(Page text)
-*-

On the second-half display, Griggs added: "It's one of those things, you can fall into a bit of a trap when you get early tries. You can get such a lead that you can overplay at times.

"I think we were probably a little bit guilty of that. Some of our core skills that looked so sharp in the first half let us down. From a coaching group perspective though, it's a good thing that you've got really positive clips to show them but at the same time there's plenty we can work on.

"We know that France will bring a different challenge. The confidence in the group is really sky high after that."

Tyrrell was awarded the player of the match award after a stellar showing at out-half. It's a position that's proven quite problematic for Ireland, with no one really making the jersey their own, but Tyrrell – an accomplished Gaelic footballer and soccer player – put her hand up on Saturday with a confident, classy showing.

-*-

Entries from a point annotation set:
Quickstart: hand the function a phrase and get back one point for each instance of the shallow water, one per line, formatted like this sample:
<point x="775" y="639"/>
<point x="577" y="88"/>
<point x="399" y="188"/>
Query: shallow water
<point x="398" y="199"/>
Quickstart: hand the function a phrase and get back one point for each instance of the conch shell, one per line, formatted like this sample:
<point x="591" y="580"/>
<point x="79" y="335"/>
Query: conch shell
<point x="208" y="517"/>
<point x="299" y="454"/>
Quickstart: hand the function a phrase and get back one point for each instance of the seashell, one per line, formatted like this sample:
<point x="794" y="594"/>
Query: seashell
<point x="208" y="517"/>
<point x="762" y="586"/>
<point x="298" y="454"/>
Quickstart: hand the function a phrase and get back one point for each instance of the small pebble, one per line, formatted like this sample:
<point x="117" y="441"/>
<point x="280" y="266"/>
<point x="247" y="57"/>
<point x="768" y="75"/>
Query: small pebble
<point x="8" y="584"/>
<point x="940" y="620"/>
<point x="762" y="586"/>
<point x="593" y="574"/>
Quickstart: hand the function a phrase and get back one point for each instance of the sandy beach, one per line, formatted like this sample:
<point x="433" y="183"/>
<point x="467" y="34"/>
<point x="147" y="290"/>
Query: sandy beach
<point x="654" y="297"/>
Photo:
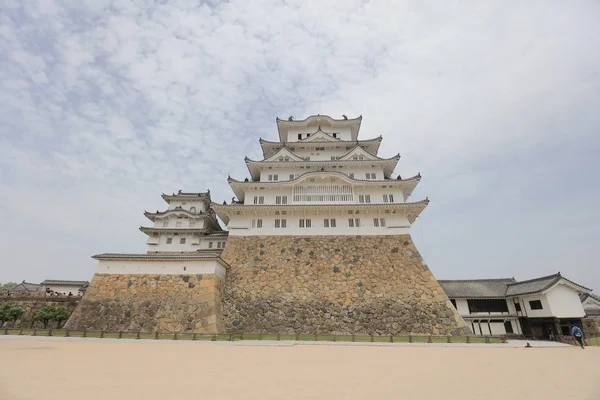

-*-

(Challenge) Pick up the rugby match report after its last sentence and write the next few sentences.

(Exercise answer)
"It's been no secret we've been looking to nail down that 10 position," said Griggs.

"Hannah has that natural eye for the game and I know she's got that GAA background with the boot which really helps us as well. She can put it long when she needs to, we saw some really nice delicate grubbers through as well.

"That's her building confidence and her game understanding, really playing heads-up rugby. The beauty of her as well is we were able to shift her to the wing and then at full-back when Eimear [Considine] went down with cramp. She's got that versatility as well which is key."